### Parts of the exercise
**a.** Answer these questions from the Cognizant interview:
(i) In what year did Cognizant start operations?
(ii) With how many clients does Cognizant currently work for BPO and KPO services?
(iii) In what two areas does Cognizant work with large media houses, television channels and Internet portals?
**b.** Please rewrite the Cognizant interview starting with "Industry watchers feel" and going on through "media and entertainment.", swapping "BPO/KPO" for "business process and knowledge process outsourcing".

Exercise text Block Start

New Jersey-based Cognizant, which started operations in 1994 as an in-house division of Dun & Bradstreet and Satyam Computer Services, has been the darling of Wall Street, much like Infosys in India. Ramakrishnan Chandrasekaran, president and managing director of the $2 billion company, spoke to Venkatesh Ganesh on the company's recent acquisition, its growth plans and strategy to compete against top Indian IT exporters.
Industry watchers feel Cognizant has entered the BPO/KPO segment late with the recent acquisition. Your comments.
Cognizant has taken a different approach to grow its BPO/KPO practice and we are very happy with its growth in the last 18 to 24 months. Cognizant will provide BPO (business process outsourcing) and KPO (knowledge process outsourcing) services that are at the intersection of domain, process, technology and consulting. Our voice-based support is also domain-based and is integrated within our core process. We currently work with 25 clients for BPO and KPO services across financial services, manufacturing, retail, life sciences, healthcare, enterprise and accounting. We are also looking at making a significant impact in new industries like pharmaceutical, healthcare, media and entertainment.
In the healthcare and pharmaceutical space, we provide a range of services, including clinical data management, biometrics, pharmacovigilance, provider credentialing, subrogation, claims adjudication and anti-fraud. In the media and entertainment space, we are working with large media houses, television channels and Internet portals in areas such as loyalty management and online data analytics.

Exercise text Block End
Exercise data Block Start

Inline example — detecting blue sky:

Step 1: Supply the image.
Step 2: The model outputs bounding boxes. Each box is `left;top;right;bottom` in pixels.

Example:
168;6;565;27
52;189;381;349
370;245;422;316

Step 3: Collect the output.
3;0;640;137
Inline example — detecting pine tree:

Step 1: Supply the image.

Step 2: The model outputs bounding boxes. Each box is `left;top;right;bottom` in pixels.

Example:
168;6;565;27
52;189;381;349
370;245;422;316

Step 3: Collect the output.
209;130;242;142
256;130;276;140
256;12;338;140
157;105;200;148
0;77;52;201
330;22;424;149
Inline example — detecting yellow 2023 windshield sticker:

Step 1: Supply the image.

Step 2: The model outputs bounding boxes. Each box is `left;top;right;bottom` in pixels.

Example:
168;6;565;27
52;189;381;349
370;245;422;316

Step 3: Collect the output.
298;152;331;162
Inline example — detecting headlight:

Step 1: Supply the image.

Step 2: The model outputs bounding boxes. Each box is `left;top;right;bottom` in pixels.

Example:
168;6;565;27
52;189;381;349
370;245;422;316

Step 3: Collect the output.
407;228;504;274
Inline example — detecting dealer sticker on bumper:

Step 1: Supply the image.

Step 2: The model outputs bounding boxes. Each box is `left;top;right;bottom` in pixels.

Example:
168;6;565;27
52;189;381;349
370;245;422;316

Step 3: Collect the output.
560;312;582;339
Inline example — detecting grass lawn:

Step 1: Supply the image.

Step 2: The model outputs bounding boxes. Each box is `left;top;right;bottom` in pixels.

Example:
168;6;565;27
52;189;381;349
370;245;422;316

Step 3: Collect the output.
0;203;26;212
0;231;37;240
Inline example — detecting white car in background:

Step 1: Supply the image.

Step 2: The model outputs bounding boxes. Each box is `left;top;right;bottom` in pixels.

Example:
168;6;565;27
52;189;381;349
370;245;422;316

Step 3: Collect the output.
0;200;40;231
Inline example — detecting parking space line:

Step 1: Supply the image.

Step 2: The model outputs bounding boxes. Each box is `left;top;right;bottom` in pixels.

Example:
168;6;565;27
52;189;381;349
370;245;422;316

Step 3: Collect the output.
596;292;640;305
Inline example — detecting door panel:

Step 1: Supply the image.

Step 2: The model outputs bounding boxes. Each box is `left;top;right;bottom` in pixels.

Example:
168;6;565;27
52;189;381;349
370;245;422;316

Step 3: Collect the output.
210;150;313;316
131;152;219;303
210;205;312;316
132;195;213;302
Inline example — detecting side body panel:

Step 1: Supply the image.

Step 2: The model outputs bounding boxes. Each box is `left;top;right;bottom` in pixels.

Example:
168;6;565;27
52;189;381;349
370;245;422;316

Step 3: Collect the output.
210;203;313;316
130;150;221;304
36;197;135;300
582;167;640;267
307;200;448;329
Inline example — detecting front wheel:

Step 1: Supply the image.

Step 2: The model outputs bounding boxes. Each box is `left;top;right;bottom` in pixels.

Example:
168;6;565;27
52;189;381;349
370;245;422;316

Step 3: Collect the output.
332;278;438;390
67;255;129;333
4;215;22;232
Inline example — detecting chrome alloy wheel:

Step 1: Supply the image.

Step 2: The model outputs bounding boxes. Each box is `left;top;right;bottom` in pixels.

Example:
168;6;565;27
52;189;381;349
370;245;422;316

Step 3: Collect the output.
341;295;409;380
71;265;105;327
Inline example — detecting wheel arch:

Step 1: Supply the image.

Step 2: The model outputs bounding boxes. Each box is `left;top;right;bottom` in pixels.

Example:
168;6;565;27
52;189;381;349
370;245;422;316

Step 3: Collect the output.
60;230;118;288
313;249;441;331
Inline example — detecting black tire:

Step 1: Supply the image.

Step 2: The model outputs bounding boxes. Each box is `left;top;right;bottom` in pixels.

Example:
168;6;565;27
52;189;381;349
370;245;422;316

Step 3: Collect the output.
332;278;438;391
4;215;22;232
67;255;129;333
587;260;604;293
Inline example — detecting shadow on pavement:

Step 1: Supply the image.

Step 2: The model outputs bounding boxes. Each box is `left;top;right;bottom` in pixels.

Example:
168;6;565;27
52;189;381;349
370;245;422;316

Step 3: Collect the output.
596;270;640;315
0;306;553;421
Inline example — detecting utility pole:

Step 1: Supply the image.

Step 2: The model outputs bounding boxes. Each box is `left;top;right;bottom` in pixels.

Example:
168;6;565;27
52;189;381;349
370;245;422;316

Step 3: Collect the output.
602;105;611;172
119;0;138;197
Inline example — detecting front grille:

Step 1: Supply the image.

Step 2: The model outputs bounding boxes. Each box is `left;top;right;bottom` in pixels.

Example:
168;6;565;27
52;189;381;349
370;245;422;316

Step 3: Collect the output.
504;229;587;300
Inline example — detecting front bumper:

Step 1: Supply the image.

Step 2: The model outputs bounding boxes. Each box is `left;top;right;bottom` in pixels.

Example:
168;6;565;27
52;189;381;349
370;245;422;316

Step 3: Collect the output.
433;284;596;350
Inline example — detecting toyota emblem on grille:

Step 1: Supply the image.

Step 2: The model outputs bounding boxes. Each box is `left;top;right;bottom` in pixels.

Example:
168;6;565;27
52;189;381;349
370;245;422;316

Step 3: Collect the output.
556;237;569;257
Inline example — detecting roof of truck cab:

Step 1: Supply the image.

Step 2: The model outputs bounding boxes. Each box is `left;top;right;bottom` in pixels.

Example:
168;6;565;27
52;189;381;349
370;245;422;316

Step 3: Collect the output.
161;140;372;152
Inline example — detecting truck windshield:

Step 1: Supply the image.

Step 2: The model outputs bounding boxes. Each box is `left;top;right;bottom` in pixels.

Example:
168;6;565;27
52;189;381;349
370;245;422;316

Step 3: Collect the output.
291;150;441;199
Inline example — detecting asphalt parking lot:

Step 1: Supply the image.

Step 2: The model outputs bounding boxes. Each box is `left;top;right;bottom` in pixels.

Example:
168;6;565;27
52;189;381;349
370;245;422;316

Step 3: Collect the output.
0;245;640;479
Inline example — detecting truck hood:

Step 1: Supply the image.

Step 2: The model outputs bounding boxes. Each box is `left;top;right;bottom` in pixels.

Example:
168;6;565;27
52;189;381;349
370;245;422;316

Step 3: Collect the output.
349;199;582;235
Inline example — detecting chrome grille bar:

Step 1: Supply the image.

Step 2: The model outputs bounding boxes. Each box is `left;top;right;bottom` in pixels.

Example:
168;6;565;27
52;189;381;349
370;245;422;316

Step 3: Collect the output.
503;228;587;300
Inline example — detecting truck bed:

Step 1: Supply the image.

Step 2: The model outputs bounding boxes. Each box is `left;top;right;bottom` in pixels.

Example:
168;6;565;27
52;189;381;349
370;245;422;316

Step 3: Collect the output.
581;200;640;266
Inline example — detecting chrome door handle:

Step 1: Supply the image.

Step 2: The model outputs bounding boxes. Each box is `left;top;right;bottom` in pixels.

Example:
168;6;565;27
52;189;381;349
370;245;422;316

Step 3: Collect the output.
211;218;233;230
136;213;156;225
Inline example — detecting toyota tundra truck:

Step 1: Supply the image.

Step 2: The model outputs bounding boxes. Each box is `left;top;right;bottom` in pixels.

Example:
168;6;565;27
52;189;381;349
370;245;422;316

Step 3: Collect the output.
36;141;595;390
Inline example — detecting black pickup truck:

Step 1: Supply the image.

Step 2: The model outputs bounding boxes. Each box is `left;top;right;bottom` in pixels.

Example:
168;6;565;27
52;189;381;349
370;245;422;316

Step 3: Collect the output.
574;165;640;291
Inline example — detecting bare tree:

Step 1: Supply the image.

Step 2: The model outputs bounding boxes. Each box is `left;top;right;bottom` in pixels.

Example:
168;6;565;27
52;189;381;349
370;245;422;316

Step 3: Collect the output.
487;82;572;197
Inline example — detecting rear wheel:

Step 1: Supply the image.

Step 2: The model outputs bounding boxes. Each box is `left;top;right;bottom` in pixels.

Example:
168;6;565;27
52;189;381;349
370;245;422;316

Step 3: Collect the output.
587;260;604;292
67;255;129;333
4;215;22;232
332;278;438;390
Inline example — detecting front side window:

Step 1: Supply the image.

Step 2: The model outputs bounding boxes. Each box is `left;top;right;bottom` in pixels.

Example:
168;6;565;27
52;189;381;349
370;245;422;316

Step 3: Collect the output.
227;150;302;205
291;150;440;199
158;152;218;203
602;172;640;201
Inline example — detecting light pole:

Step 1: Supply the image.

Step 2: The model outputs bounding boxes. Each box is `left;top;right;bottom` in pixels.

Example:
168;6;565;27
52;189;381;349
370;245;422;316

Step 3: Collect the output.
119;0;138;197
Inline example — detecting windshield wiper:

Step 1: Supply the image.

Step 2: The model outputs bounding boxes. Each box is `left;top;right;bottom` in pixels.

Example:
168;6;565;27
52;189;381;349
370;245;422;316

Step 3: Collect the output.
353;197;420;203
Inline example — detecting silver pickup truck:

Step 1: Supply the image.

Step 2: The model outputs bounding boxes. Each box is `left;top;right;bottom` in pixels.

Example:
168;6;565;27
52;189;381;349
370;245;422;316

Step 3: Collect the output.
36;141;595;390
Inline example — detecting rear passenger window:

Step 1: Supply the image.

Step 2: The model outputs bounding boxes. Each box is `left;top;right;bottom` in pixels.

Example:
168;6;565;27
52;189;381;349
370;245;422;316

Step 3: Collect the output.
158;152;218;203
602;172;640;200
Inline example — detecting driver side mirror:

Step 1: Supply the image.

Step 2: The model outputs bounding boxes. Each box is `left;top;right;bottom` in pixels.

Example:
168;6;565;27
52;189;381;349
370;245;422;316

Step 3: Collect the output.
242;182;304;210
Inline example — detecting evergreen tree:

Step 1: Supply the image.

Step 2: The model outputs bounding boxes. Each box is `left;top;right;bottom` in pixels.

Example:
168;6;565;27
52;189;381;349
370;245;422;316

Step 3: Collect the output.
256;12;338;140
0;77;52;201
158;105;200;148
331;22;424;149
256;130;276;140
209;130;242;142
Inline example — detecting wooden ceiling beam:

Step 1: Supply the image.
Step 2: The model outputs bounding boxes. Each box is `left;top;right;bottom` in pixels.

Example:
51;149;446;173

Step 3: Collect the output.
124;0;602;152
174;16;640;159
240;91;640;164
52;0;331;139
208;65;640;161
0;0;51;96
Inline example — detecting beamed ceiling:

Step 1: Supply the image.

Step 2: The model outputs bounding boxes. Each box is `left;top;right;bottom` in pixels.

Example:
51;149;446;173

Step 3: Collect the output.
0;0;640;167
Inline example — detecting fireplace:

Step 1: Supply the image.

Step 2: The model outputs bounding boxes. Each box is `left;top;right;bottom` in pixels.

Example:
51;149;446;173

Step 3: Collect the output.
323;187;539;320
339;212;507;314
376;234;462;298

Exercise data Block End

### Answers by item number
**a.**
(i) 1994
(ii) 25
(iii) Loyalty management and online data analytics

**b.**
Industry watchers feel Cognizant has entered the business process and knowledge process outsourcing segment late with the recent acquisition. Your comments.
Cognizant has taken a different approach to grow its business process and knowledge process outsourcing practice and we are very happy with its growth in the last 18 to 24 months. Cognizant will provide BPO (business process outsourcing) and KPO (knowledge process outsourcing) services that are at the intersection of domain, process, technology and consulting. Our voice-based support is also domain-based and is integrated within our core process. We currently work with 25 clients for BPO and KPO services across financial services, manufacturing, retail, life sciences, healthcare, enterprise and accounting. We are also looking at making a significant impact in new industries like pharmaceutical, healthcare, media and entertainment.